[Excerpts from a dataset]
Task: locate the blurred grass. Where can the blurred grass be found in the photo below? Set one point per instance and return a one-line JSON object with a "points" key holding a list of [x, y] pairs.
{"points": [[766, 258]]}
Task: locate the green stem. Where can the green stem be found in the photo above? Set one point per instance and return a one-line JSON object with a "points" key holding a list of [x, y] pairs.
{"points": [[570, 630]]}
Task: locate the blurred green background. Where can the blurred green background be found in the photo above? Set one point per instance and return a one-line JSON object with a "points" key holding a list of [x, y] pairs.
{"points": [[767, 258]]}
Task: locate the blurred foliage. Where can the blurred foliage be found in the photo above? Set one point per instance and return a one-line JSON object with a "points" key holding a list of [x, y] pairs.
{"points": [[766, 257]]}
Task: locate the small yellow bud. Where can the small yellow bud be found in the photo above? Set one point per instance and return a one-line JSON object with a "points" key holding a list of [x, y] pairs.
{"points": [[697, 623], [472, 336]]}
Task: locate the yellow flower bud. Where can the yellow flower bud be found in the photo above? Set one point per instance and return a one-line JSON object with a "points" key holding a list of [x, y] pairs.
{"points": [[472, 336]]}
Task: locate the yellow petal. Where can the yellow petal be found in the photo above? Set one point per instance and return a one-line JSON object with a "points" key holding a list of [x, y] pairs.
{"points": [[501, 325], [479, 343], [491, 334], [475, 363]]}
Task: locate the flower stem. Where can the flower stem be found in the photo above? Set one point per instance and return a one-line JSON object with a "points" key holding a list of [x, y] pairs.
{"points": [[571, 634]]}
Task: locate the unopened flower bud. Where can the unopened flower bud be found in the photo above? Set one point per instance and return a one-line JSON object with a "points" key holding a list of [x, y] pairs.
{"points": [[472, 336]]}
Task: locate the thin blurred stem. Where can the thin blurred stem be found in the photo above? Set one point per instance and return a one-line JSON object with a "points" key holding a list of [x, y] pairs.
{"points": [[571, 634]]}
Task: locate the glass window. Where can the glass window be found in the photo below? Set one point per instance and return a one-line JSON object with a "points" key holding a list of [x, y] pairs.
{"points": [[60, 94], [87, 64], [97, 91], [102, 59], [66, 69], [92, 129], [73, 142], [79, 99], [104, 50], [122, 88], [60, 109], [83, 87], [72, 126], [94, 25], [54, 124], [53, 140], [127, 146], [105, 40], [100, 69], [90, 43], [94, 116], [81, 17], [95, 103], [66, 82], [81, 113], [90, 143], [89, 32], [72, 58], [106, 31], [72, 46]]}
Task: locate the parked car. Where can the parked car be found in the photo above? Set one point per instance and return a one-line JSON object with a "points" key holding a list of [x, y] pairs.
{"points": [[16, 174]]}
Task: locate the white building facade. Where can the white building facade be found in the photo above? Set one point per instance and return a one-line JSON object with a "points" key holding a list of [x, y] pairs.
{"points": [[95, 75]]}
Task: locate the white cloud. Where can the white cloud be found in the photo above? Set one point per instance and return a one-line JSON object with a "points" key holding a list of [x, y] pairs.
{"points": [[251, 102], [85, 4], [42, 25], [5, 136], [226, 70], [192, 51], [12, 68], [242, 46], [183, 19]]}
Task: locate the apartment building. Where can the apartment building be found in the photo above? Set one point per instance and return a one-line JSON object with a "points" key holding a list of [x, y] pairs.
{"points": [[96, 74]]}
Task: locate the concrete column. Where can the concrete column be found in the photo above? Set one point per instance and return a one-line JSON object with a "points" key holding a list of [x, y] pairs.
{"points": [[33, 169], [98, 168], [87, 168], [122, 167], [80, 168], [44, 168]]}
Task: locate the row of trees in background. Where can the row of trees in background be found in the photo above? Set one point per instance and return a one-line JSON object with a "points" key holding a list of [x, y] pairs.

● Activity
Exact copy required. Retype all of the entries word for word.

● Response to the task
Task: locate the blurred grass. Where can the blurred grass be found in the photo below? Set one point per instance and return a one-line JSON object with a "points" key holding a list of [x, y] pairs.
{"points": [[766, 258]]}
Task: locate the green stem. Where can the green stem be found in the photo above? Set one point per instance and return a one-line JSON object with a "points" key holding a list of [x, y] pairs.
{"points": [[570, 630]]}
Task: locate the blurred green background. Where can the blurred green background be found in the photo above? Set one point per instance and return a one-line JSON object with a "points" key holding a list of [x, y] pairs.
{"points": [[767, 258]]}
Task: locate the blurred foliage. Where can the blurred foliage be found in the photo above? Set one point per instance and return a one-line JSON object with a "points" key holding a list of [x, y] pairs.
{"points": [[766, 257]]}
Task: locate the small yellow bud. Where can the small yellow bud be found in the photo above? Set one point per instance and return a one-line JSON object with a "points" key holding a list of [x, y] pairs.
{"points": [[697, 623], [472, 336]]}
Task: locate the yellow flower bud. Where can the yellow flower bud be found in the photo above? Set one point per instance and return a one-line JSON object with a "points" key holding a list of [x, y] pairs.
{"points": [[472, 336]]}
Task: locate the yellow petal. Where can the yellow petal be found in the photo above? Set one point per instance and return a one-line JSON object with a "points" key holding a list of [x, y] pairs.
{"points": [[501, 325], [479, 343], [491, 334], [475, 363]]}
Task: locate the flower stem. Where can the flower stem be found in the photo above? Set one point per instance and return a one-line JSON object with a "points" key holding a list of [x, y] pairs.
{"points": [[571, 634]]}
Task: locate the unopened flower bud. Where can the unopened flower bud be found in the photo above? Set one point per instance and return a one-line JSON object with a "points" key holding a list of [x, y] pairs.
{"points": [[472, 336]]}
Task: locate the thin blurred stem. Where can the thin blurred stem be found in the photo above? Set one point per instance and return a one-line JSON object with a "points" key holding a list of [x, y] pairs.
{"points": [[571, 634]]}
Task: locate the glass window. Where can the glass window be found in the photo below? Set one point per instance and return a one-line JSON object with a "points" key holding a list of [x, y] pairs.
{"points": [[60, 94], [87, 64], [97, 91], [102, 59], [66, 69], [92, 129], [73, 142], [79, 99], [104, 50], [122, 88], [60, 109], [83, 87], [72, 126], [94, 25], [54, 124], [53, 140], [127, 146], [105, 40], [100, 69], [90, 43], [94, 116], [81, 17], [95, 103], [66, 82], [81, 113], [90, 143], [89, 32], [72, 58], [106, 31], [72, 46]]}
Task: locate the parked car. Where can the parked car be found in the photo above? Set one point per instance and return a one-line JSON object with a "points" key holding a list of [x, y] pairs.
{"points": [[16, 174]]}
Task: locate the white building facade. Where can the white building facade be found in the photo above? Set one point per instance and return a one-line JSON object with a "points" key holding a list of [x, y] pairs.
{"points": [[95, 75]]}
Task: locate the white cloud. Where can the white cloud be found in the photo above? Set one point per instance and return a one-line JSON object with a "points" key holding a list of [x, y] pairs.
{"points": [[251, 102], [85, 4], [42, 25], [5, 136], [226, 70], [192, 51], [12, 68], [242, 46], [183, 19]]}
Task: locate the apartment building. Where can the apartment building be found in the photo above? Set one point per instance and return a one-line JSON object with a "points" key holding a list of [x, y] pairs.
{"points": [[96, 74]]}
Task: locate the concrete column. Where can the concrete column be found in the photo above? Set one point per instance and return a one-line JSON object with a "points" key holding a list of [x, y] pairs.
{"points": [[33, 169], [98, 168], [87, 168], [122, 167], [80, 168], [44, 168]]}
Task: locate the row of trees in background. Where can the row of trees in background be found in the photo above? Set one point per instance and return a one-line JSON object with a "points" key holding a list of [x, y] pairs.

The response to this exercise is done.